▸ **GIVEN REQUEST**: Return each line of the records below that contains the word "black", copied in full. Match case exactly.

(Excerpts from a dataset on object pointing)
··········
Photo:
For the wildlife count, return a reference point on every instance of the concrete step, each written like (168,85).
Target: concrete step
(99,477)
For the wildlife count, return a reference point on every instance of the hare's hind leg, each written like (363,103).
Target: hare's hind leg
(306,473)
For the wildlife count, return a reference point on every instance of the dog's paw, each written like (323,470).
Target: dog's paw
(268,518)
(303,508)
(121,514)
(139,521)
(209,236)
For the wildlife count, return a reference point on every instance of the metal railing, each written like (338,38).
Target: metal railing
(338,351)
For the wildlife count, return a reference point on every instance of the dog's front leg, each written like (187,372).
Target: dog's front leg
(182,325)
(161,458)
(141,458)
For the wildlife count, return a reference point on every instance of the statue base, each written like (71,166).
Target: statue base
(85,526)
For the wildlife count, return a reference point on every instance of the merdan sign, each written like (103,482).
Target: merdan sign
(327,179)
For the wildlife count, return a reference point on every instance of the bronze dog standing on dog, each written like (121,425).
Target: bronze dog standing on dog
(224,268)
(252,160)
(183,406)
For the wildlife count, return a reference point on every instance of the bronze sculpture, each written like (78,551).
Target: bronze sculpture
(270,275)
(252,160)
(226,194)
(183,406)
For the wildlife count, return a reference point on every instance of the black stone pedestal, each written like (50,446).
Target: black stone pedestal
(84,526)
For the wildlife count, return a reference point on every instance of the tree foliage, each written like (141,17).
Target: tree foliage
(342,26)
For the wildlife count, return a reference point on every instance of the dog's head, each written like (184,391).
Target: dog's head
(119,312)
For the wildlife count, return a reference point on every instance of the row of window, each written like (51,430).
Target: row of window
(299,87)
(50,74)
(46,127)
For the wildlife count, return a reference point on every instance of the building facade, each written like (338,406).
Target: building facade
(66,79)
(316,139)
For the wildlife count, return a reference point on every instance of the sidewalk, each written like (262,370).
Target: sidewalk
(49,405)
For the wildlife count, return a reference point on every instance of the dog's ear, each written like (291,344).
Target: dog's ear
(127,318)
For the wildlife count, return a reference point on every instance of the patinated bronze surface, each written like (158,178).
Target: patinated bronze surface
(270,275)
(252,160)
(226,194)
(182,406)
··········
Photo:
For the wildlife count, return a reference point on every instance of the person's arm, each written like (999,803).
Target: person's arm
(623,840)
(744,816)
··········
▸ **FINISHED ANSWER**:
For the wildlife count, return a reference point on every instance of the black stone pedestal, each written like (50,446).
Target: black stone pedestal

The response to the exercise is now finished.